*Written task*
Locate every line in the rows below that contains the string "person", matching case exactly, and copy each such line.
*** Provided information
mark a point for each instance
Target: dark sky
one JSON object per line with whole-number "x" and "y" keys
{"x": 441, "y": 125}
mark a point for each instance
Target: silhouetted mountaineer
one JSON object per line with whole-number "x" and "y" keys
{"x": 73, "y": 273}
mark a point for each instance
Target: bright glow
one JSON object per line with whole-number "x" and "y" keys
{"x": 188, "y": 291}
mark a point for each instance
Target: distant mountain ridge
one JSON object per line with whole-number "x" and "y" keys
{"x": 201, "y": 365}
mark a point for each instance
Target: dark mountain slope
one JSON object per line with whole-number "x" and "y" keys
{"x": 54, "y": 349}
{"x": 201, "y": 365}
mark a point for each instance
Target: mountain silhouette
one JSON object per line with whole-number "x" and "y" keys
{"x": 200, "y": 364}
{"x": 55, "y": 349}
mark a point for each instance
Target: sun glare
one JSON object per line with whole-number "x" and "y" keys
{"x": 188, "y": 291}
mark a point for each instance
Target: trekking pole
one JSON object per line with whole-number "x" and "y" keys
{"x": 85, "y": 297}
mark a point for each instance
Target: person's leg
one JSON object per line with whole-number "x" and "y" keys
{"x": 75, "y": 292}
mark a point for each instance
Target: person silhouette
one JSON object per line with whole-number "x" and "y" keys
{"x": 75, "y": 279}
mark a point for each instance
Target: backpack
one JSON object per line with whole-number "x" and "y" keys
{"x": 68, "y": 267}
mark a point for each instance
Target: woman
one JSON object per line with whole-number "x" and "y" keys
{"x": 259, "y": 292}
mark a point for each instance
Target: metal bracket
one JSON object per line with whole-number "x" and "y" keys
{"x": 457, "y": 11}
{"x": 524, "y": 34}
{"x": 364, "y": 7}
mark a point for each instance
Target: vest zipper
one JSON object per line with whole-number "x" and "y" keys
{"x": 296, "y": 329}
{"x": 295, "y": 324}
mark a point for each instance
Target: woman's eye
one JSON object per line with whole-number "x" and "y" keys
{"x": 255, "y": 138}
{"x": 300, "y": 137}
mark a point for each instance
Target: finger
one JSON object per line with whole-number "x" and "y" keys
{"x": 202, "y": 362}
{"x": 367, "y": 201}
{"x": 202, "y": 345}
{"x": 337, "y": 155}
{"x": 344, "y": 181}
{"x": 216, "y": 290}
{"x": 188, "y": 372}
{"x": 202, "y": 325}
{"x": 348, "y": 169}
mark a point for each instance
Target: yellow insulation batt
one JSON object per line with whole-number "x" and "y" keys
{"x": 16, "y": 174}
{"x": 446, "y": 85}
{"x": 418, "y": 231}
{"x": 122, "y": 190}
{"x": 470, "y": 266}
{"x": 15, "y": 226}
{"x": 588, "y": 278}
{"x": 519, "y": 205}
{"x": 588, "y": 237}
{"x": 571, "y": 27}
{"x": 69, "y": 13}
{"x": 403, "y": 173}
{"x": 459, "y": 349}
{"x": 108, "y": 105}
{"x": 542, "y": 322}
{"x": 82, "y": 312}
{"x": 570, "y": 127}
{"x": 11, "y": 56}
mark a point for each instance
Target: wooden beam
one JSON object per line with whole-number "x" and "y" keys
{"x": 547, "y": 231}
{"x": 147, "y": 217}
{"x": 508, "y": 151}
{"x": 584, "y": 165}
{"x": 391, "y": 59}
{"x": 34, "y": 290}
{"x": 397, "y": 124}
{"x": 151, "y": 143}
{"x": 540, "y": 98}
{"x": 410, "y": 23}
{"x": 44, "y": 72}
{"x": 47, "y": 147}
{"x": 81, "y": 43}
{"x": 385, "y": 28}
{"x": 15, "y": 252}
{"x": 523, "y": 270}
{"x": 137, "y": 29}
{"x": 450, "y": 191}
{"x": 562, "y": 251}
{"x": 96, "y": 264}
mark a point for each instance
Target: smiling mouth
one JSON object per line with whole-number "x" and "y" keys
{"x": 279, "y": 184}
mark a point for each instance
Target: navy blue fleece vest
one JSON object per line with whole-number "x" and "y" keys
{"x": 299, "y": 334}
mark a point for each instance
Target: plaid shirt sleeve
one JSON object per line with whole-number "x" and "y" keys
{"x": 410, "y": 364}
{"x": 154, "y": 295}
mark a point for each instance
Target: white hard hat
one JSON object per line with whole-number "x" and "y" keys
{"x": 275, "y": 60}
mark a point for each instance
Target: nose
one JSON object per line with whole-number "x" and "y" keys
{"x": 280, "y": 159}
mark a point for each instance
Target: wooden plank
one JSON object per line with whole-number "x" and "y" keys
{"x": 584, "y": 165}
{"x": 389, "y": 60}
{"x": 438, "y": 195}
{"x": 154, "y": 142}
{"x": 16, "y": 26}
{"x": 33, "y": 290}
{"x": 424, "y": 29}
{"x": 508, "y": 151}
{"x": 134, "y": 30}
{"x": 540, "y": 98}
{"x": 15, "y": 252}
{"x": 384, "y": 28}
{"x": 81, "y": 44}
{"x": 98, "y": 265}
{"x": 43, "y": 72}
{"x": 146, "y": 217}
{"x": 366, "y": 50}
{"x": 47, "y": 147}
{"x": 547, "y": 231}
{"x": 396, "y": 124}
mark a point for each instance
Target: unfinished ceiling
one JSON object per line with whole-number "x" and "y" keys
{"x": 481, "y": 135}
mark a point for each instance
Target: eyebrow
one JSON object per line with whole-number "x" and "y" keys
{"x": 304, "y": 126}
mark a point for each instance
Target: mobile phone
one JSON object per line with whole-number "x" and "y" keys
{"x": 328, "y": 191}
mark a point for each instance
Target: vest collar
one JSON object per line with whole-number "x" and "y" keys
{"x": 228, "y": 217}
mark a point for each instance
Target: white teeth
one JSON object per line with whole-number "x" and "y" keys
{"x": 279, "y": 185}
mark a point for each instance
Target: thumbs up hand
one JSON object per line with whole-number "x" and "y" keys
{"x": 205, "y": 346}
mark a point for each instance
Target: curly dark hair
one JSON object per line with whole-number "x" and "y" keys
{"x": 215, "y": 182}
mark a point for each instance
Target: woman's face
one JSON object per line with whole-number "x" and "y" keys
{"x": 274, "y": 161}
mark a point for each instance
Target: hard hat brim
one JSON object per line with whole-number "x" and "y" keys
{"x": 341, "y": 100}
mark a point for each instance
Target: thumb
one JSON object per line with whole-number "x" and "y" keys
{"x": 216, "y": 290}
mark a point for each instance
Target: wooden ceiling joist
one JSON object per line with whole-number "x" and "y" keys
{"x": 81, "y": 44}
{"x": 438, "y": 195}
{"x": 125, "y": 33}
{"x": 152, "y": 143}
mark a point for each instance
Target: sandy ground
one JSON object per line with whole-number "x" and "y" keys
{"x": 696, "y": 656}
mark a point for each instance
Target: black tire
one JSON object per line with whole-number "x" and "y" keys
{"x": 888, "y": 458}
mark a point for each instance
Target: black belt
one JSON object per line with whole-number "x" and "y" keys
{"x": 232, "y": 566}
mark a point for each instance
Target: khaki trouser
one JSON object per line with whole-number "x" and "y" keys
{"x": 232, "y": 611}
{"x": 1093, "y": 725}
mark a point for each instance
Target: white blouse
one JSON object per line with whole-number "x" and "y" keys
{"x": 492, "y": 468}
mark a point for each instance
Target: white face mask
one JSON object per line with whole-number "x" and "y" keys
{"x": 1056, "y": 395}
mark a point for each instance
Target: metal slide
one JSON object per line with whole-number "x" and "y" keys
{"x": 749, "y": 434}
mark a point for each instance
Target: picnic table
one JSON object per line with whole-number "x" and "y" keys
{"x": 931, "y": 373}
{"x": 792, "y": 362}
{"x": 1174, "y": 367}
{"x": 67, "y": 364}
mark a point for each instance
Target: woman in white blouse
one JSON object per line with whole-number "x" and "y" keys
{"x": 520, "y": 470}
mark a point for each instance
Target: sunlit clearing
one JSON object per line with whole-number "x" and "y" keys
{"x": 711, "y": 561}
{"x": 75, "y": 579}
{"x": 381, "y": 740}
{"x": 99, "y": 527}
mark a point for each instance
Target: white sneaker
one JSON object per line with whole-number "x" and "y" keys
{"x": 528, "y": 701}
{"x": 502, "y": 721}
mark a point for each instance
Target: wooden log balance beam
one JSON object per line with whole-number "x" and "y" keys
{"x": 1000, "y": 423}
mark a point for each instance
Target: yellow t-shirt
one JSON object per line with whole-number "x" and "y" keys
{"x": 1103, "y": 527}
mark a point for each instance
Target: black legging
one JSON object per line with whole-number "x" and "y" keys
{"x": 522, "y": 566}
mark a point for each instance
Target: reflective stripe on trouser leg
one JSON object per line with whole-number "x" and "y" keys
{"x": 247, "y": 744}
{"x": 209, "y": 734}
******
*Expected answer*
Target: person's leg
Target: person silhouette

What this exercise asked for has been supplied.